**Exercise description**
Transcribe every entry that follows, word for word, and omit the images.

((

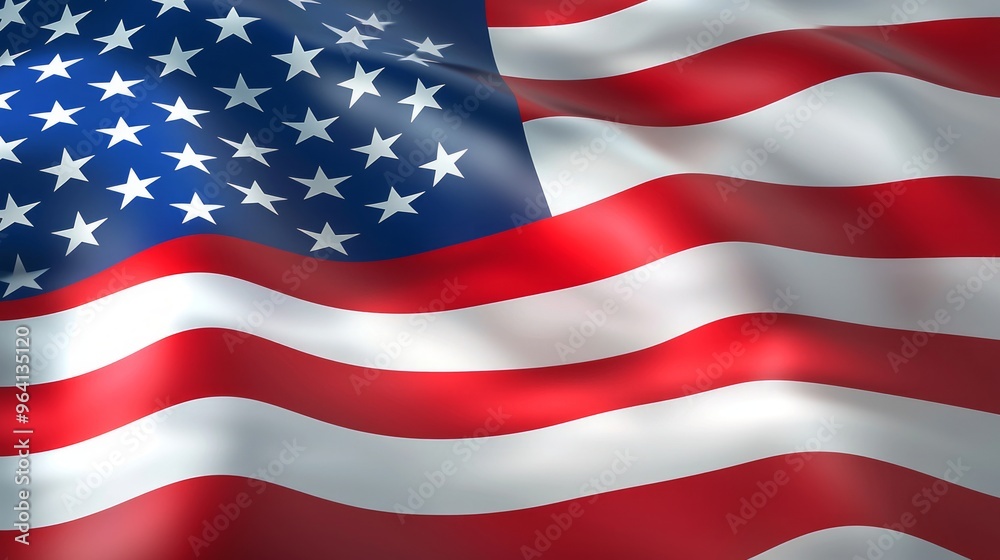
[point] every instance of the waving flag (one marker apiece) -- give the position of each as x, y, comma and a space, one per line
560, 279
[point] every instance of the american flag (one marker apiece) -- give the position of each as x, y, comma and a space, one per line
561, 279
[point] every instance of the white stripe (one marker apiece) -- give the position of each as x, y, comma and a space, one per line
650, 305
856, 130
845, 543
642, 445
663, 31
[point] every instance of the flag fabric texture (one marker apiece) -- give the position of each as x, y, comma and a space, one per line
562, 279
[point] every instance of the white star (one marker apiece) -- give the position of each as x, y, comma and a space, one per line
167, 4
299, 60
428, 47
395, 204
56, 115
20, 278
423, 98
362, 83
322, 184
444, 164
312, 127
66, 25
5, 96
188, 158
379, 148
68, 169
414, 58
122, 132
117, 86
14, 214
11, 13
133, 188
256, 195
120, 38
327, 239
180, 111
176, 59
233, 24
372, 22
7, 59
55, 68
249, 150
81, 232
197, 209
352, 36
7, 149
243, 94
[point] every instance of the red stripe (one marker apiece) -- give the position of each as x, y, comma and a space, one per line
934, 217
681, 519
745, 75
532, 13
951, 370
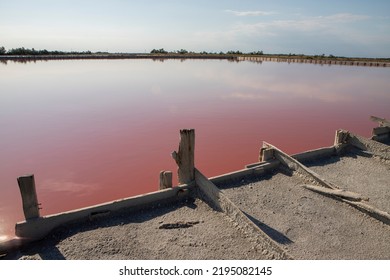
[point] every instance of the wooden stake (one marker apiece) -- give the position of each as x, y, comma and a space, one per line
380, 121
185, 156
29, 196
165, 180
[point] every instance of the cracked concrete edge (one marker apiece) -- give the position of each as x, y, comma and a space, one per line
213, 195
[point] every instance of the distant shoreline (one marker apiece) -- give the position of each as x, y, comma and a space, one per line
373, 62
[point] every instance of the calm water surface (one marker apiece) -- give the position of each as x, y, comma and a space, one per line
94, 131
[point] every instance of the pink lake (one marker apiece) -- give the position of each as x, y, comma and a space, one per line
97, 130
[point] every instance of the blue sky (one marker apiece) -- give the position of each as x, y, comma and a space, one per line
343, 27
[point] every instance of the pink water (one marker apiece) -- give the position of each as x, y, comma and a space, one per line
95, 131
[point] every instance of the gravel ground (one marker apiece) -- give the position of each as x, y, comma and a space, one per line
358, 172
309, 225
188, 230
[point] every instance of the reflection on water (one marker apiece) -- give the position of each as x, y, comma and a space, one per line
94, 131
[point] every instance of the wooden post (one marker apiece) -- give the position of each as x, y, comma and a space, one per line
341, 137
165, 180
29, 196
185, 156
266, 153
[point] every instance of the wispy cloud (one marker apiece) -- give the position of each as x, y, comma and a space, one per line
249, 13
331, 22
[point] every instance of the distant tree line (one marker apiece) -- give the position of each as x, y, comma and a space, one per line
183, 51
24, 51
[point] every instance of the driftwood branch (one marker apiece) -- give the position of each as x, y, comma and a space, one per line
380, 121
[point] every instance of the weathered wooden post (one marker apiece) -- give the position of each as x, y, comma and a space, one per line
185, 156
29, 196
165, 180
266, 153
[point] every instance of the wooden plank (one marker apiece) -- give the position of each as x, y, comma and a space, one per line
257, 169
185, 156
380, 130
35, 229
339, 193
29, 196
370, 210
380, 121
374, 147
165, 180
295, 165
221, 203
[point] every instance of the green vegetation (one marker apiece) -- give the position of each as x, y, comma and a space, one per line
19, 53
24, 51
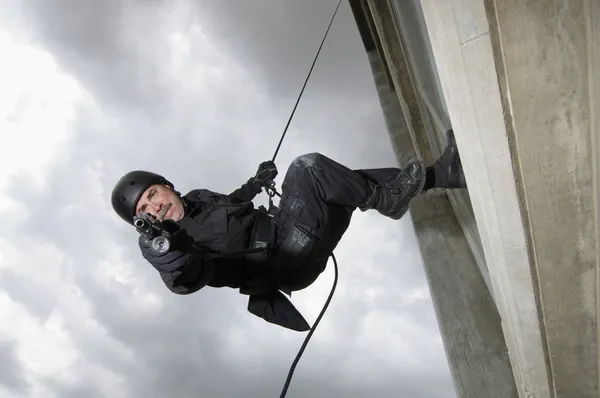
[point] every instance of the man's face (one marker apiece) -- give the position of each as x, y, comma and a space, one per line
159, 201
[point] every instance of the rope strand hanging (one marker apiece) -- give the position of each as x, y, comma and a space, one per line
272, 191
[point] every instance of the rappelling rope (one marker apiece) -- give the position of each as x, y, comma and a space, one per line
272, 191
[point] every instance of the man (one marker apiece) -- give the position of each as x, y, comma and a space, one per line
211, 233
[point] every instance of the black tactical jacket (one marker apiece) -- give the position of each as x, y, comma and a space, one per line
219, 223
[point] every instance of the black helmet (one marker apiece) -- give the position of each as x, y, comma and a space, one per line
128, 190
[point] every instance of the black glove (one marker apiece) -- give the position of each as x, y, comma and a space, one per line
178, 253
267, 171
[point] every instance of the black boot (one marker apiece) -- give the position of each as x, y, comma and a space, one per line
447, 171
391, 199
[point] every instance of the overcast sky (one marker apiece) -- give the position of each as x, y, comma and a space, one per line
199, 91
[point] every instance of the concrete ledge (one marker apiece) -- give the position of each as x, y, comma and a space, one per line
460, 33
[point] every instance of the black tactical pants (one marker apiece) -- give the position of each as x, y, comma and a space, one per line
318, 197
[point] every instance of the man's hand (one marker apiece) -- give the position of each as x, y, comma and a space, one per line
175, 257
267, 171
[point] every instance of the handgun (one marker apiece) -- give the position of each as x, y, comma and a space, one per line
152, 231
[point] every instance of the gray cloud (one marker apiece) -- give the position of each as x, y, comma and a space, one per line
11, 372
140, 114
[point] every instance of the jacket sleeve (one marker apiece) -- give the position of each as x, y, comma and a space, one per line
183, 272
246, 192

))

**Result**
[point] every instance of the waving flag (one marker apiece) -- give the position of each as x, y, comma and a space, one per line
560, 279
[point] every instance of the american flag (one marker apiece) -- give the position of each as x, y, comma and a space, one per line
561, 279
[point] every instance of the white stripe (one marker apiece) -- give the position of each as x, y, comma and a space, one per line
650, 305
856, 130
845, 543
642, 445
663, 31
[point] every instance of the flag fabric texture (one marker apiece) -- give the position of each as x, y, comma and a space, one per line
562, 279
[point] every instance of the white star (one marker apiece) -- give the position of each as x, y, comma and a space, one per line
167, 4
299, 60
428, 47
395, 204
56, 115
20, 278
423, 98
362, 83
322, 184
444, 164
312, 127
66, 25
5, 96
188, 158
379, 148
68, 169
414, 58
122, 132
117, 86
14, 214
11, 13
133, 188
256, 195
120, 38
327, 239
180, 111
176, 59
233, 24
372, 22
7, 59
55, 68
249, 150
81, 232
197, 209
352, 36
7, 149
243, 94
[point] every instance of the red stripe (one marker apiece) -- give the position of each as x, y, comma and a space, one per line
934, 217
681, 519
745, 75
532, 13
951, 370
[point] every instance of the wooden stake (one marker apiece) -- give the position of each as x, y, comma and a space, one per line
380, 121
185, 156
29, 196
165, 180
[point] every instance of the cracked concrete edge (one marker apiece) -- give the position of each as x, y, comma and a space, one per line
213, 195
[point] every instance of the distant shoreline (one marker apiece) -- give the position of each as x, y, comma and a space, one per line
373, 62
[point] every instance of the calm water surface (one marker apiece) -- give the position of each as x, y, comma and a space, one per line
94, 131
[point] every instance of the pink lake (one marker apiece) -- give the position of each as x, y, comma and a space, one per line
97, 130
[point] every instance of the blue sky (one marker apiece) -- give the position of each as x, y, comma and a space, one per line
343, 27
[point] every instance of the pink water (one marker apiece) -- give the position of each as x, y, comma and a space, one per line
95, 131
[point] every instance of the gravel ground (one marker apiece) -- give the position of each as x, y, comma and a space, one per line
358, 172
309, 225
188, 230
[point] every instance of the reflection on water (one marker apiece) -- give the position of each as x, y, comma and a space, one per line
94, 131
[point] every instance of the wooden post (one marker apiece) -- give the position of each as x, y, comma and a space, one per line
341, 137
165, 180
29, 196
185, 156
266, 153
[point] every instance of the wispy cloud (one marker apiece) -- give the position of each as x, y, comma and a space, one per line
249, 13
331, 22
[point] every instance of the distant tree line (one marker apiece) -- give the position of each as x, y, comma and a space, one per line
183, 51
24, 51
[point] every instance of the driftwood branch (one marker apiece) -- give the position of each as x, y, comma and a space, one per line
380, 121
[point] every instance of the weathered wooden post (one marker apiece) -- give the position of each as x, y, comma and a space, one per line
185, 156
29, 196
165, 180
266, 153
[point] every instance of the wooden plank (one marker apiece) -- give the position of each as x, y, comma and a space, one per line
257, 169
185, 156
380, 130
35, 229
339, 193
29, 196
370, 210
380, 121
374, 147
165, 180
295, 165
221, 203
[point] every instance of the green vegetation (one marker apiece) -- give the position of each as x, y, comma and a space, one per line
19, 53
24, 51
[point] every instance of the man's face (one marker apiece) -- give the position of each as x, y, comma and a space, one per line
159, 201
[point] every instance of the rope strand hanging (one marker apiece) -- give the position of each as x, y, comma and a space, one per line
272, 191
[point] every instance of the rappelling rope (one marker apiece) -- give the position of each as x, y, comma and a space, one per line
272, 191
[point] every instance of the man (one marker apiece) -- give the position of each as x, y, comma and a space, one per line
211, 233
[point] every instance of the black tactical jacket (one marker apiece) -- give the position of each as x, y, comma and a space, one per line
219, 223
[point] every instance of the black helmet (one marker apiece) -- give the position of each as x, y, comma and a space, one per line
128, 190
[point] every instance of the black glove (one marker apiece) -- give the position of each as x, y, comma and a space, one per line
178, 253
267, 171
[point] every instance of the black boot (one marker apiece) -- give the position of each as x, y, comma and a space, one per line
447, 171
391, 199
[point] every instance of the overcast sky (one marker apiece) -- give the position of each as x, y, comma and a space, one per line
199, 91
[point] every instance of the concrete ledge (one marker apiece) -- give the position of each as x, y, comma and a space, one per line
460, 33
[point] every instance of the black tactical pants (one marker apiece) -- give the position of each as x, y, comma and a space, one per line
318, 197
[point] every instance of the man's hand (one marker apiece) -- give the position of each as x, y, comma and a space, one per line
175, 257
267, 171
[point] every instance of the handgun (one marker apiece) -- give the position of each as x, y, comma and a space, one per line
152, 231
[point] every instance of the gray cloud (one marker apiece) -- give the position of each as x, y, comma and a space, one per line
11, 372
140, 114
[point] every instance of the jacket sleeve (one marker apiece) -- give the position of each as x, y, comma and a space, one per line
183, 272
246, 192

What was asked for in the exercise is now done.